(Records)

┏━━

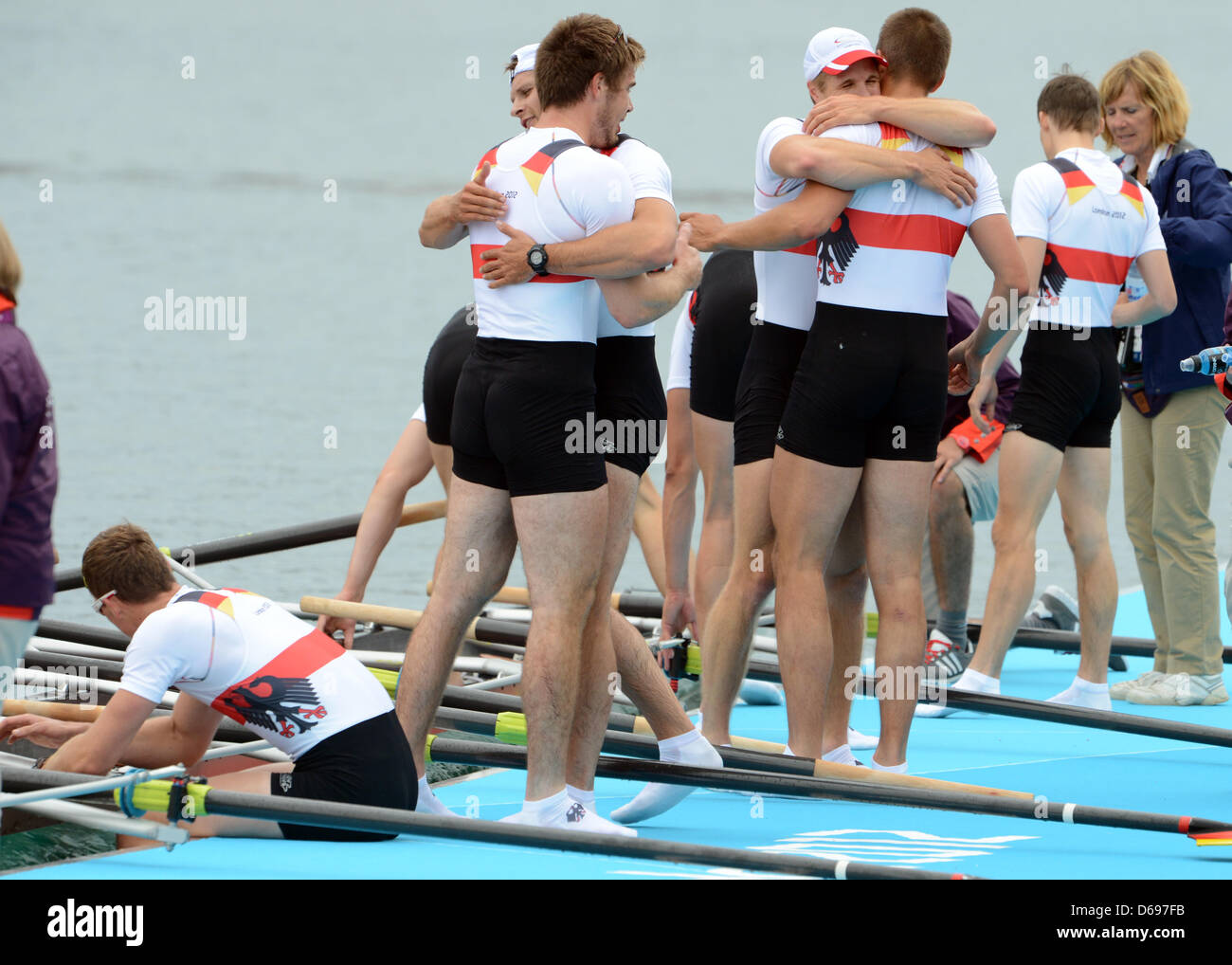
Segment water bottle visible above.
[1180,345,1228,374]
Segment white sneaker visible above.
[1126,673,1228,707]
[1108,670,1167,700]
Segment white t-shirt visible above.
[469,127,633,342]
[1010,148,1165,328]
[814,123,1006,316]
[119,588,393,759]
[752,118,817,332]
[662,299,697,391]
[599,135,675,339]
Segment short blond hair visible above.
[1099,50,1189,147]
[82,522,175,603]
[0,221,21,300]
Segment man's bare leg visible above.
[701,459,773,746]
[863,460,933,768]
[822,496,869,764]
[395,477,517,777]
[955,432,1062,689]
[568,464,647,804]
[512,485,607,802]
[1057,447,1117,710]
[690,411,734,640]
[770,447,861,756]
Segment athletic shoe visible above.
[1125,673,1228,707]
[924,629,976,684]
[1108,670,1167,700]
[1022,584,1078,631]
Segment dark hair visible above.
[82,522,175,603]
[534,13,645,110]
[1035,74,1100,135]
[878,7,950,90]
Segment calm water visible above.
[0,0,1232,619]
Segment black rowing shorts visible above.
[450,337,607,497]
[689,251,758,423]
[424,304,478,446]
[270,710,419,841]
[1006,328,1121,452]
[595,336,668,476]
[732,321,808,465]
[779,302,948,467]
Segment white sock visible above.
[822,744,860,765]
[415,774,457,817]
[1047,675,1113,710]
[951,666,1001,694]
[564,784,595,810]
[612,731,723,825]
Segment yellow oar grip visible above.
[112,780,209,817]
[493,710,526,747]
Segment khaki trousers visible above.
[1121,386,1227,674]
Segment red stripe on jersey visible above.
[1048,242,1133,284]
[210,629,345,723]
[846,209,968,258]
[471,244,591,284]
[1060,169,1096,189]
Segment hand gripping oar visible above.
[0,768,969,880]
[427,737,1232,843]
[56,500,444,592]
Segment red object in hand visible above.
[950,416,1006,463]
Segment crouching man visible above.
[0,524,416,841]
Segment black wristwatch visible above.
[526,244,549,278]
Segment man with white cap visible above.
[684,27,994,764]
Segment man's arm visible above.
[419,161,508,249]
[805,94,997,148]
[598,225,702,328]
[1113,249,1177,328]
[680,181,851,251]
[770,135,976,207]
[481,197,677,288]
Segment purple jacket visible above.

┗━━

_REQUIREMENTS:_ Print every line of the material above word for word, leaving out the pictures.

_OUTPUT BELOW:_
Segment water bottle visible above.
[1180,345,1228,374]
Segment white sneaker visible above.
[1126,673,1228,707]
[1108,670,1167,700]
Segment white t-shirt visible above.
[469,127,633,342]
[1010,148,1165,328]
[814,123,1006,316]
[119,588,393,759]
[752,118,817,332]
[662,299,697,391]
[599,135,675,339]
Segment short blond hair visible above.
[1099,50,1189,147]
[82,522,175,603]
[0,221,21,300]
Segment man's bare leg visible above.
[701,459,773,746]
[863,460,933,768]
[822,496,869,764]
[395,477,517,777]
[955,432,1062,689]
[568,464,647,804]
[512,485,607,802]
[1057,447,1117,710]
[690,411,734,640]
[770,447,861,756]
Segment athletic shoe visible above.
[1125,673,1228,707]
[924,629,976,684]
[1108,670,1167,700]
[1022,584,1078,631]
Segment dark hair visible above.
[82,522,175,603]
[534,13,645,110]
[1035,74,1100,135]
[878,7,950,90]
Segment calm water visible above.
[0,0,1232,619]
Segment black rowing shorts visible above.
[450,337,607,497]
[689,251,758,423]
[424,304,478,446]
[270,710,419,841]
[1006,328,1121,452]
[595,336,668,476]
[732,321,808,465]
[779,302,948,467]
Segment white sock visible above.
[822,744,860,765]
[415,774,457,817]
[1047,675,1113,710]
[951,666,1001,694]
[564,784,595,810]
[612,731,723,825]
Segment yellow oar grip visible above.
[112,780,209,817]
[493,710,526,747]
Segment khaki trousers visible above.
[1121,386,1227,674]
Segment red stripe on jersey visible above.
[1048,242,1133,284]
[210,629,345,723]
[846,209,968,258]
[471,244,591,284]
[1060,169,1096,189]
Segment hand gripping oar visible above.
[0,768,969,880]
[427,737,1232,843]
[56,500,444,592]
Segment red object in hand visible above.
[950,416,1006,463]
Segment crouching man visible above.
[0,524,416,841]
Segment black wristwatch visible above.
[526,244,549,278]
Segment man with white cap visible above.
[684,27,994,764]
Segment man's arm visible above.
[419,161,508,249]
[805,94,997,148]
[598,225,702,328]
[1113,249,1177,328]
[680,181,851,251]
[770,135,976,207]
[481,197,677,288]
Segment purple jacket visible above.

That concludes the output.